SUPPLIED PASSAGE start

Observe that the inverse procedure of the series under the condition \(a\,{\ll }\,1\),

$$\begin{aligned} 1+2\,\frac{\lambda -1}{\lambda +1}\,\frac{\pi a^{2}}{4}+2\,\left( {\frac{\lambda -1}{\lambda +1}\,\frac{\pi a^{2}}{4}} \right) ^{2}+2\,\left( {\frac{\lambda -1}{\lambda +1}\,\frac{\pi a^{2}}{4}} \right) ^{3}+...\,+, \end{aligned}$$

employed into formula (4.2) yields the known MF formula

$$\begin{aligned} {q}_{\mathrm{MF}} =\frac{\lambda \,\left( {1+\frac{\uppi {a}^{2}}{4}} \right) +1-\frac{\uppi {a}^{2}}{4}}{\lambda \,\left( {1-\frac{\uppi {a}^{2}}{4}} \right) +1+\frac{\uppi {a}^{2}}{4}}. \end{aligned}$$

(4.3)

Indeed, we have

$$\begin{aligned} {q}_{\mathrm{MF}}= & {} \frac{\lambda \,\left( {1+\frac{\uppi {a}^{2}}{4}} \right) +1-\frac{\uppi {a}^{2}}{4}}{\lambda \,\left( {1-\frac{\uppi {a}^{2}}{4}} \right) +1+\frac{\uppi {a}^{2}}{4}}=\frac{\left( {\lambda +1} \right) +\left( {\lambda -1} \right) \,\frac{\uppi {a}^{2}}{4}}{\left( {\lambda +1} \right) -\left( {\lambda -1} \right) \,{a}^{2}}\frac{\uppi {a}^{2}}{4}=\frac{1+\frac{\lambda -1}{\lambda +1}\,\frac{\uppi {a}^{2}}{4}}{1-\frac{\lambda -1}{\lambda +1}\,\frac{\uppi {a}^{2}}{4}} \\= & {} \left( {1+\frac{\lambda -1}{\lambda +1}\,\frac{\pi a^{2}}{4}} \right) \,\left( {1+\frac{\lambda -1}{\lambda +1}\,\frac{\pi a^{2}}{4}+\left( {\frac{\lambda -1}{\lambda +1}\,\frac{\pi a^{2}}{4}} \right) ^{2}+\;...} \right) \\= & {} 1+2\,\frac{\lambda -1}{\lambda +1}\,\frac{\pi a^{2}}{4}+2\,\left( {\frac{\lambda -1}{\lambda +1}\,\frac{\pi a^{2}}{4}} \right) ^{2}+2\,\left( {\frac{\lambda -1}{\lambda +1}\,\frac{\pi a^{2}}{4}} \right) ^{3}+\;...\quad . \end{aligned}$$

Therefore, employment of the SAM allows to show analytically that the main term of the asymptotic series of the effective parameter of heat conductivity, in the case of cylindrical inclusions with circular cross sections having small sizes, yields the Maxwell formula (MF) and coincides both with the upper Hashin–Shtrikman bounds for \(0\le \lambda \le 1\) and with the lower Hashin–Shtrikman bounds for \(1\le \lambda <\infty \).

SUPPLIED PASSAGE end

WRITTEN INSTRUCTION A ->
Which lines of the listing below contain the string "knife"? Gather every such line and copy it, matching case.

RECORDS start

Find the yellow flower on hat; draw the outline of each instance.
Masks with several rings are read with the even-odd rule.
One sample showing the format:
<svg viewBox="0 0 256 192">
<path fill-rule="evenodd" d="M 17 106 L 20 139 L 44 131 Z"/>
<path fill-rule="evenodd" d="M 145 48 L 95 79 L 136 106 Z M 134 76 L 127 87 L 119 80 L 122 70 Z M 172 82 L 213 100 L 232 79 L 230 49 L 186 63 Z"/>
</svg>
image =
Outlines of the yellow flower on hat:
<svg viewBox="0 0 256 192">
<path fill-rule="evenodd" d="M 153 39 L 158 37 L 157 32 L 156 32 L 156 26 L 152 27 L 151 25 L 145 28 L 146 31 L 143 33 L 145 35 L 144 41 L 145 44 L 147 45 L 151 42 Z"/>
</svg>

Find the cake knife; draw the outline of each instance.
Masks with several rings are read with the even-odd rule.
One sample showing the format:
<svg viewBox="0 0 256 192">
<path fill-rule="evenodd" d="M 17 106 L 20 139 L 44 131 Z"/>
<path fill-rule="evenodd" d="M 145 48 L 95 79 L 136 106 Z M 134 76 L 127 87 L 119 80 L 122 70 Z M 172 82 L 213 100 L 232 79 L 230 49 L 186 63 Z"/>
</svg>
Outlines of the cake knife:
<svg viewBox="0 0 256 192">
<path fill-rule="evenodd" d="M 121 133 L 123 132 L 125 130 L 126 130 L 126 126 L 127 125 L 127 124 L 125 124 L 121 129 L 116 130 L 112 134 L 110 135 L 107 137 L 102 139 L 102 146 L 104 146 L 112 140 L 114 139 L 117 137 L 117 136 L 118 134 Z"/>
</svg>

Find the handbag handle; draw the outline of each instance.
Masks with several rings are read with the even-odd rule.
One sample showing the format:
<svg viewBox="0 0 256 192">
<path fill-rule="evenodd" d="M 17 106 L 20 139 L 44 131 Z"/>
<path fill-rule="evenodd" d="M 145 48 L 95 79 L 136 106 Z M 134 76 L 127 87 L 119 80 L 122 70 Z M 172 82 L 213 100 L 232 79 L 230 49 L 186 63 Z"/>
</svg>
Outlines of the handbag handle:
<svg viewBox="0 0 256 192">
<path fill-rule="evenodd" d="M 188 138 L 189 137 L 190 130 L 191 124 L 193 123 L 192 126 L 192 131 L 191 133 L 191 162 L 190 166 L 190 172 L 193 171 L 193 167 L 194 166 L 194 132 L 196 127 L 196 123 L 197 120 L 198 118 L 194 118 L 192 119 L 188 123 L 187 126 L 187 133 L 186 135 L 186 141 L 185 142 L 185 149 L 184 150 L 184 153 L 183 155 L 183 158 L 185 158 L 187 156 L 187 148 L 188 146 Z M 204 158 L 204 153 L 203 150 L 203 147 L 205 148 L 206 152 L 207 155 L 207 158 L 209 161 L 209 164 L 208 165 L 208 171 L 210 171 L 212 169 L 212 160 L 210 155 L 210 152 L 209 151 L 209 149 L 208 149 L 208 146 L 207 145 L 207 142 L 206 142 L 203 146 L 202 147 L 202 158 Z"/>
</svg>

RECORDS end

WRITTEN INSTRUCTION B ->
Repeat the section of the heat conductivity passage above, starting with "Therefore, employment of" and going on through "for \(1\le \lambda <\infty \).".

RESPONSE A ->
Find the cake knife; draw the outline of each instance.
Outlines of the cake knife:

RESPONSE B ->
Therefore, employment of the SAM allows to show analytically that the main term of the asymptotic series of the effective parameter of heat conductivity, in the case of cylindrical inclusions with circular cross sections having small sizes, yields the Maxwell formula (MF) and coincides both with the upper Hashin–Shtrikman bounds for \(0\le \lambda \le 1\) and with the lower Hashin–Shtrikman bounds for \(1\le \lambda <\infty \).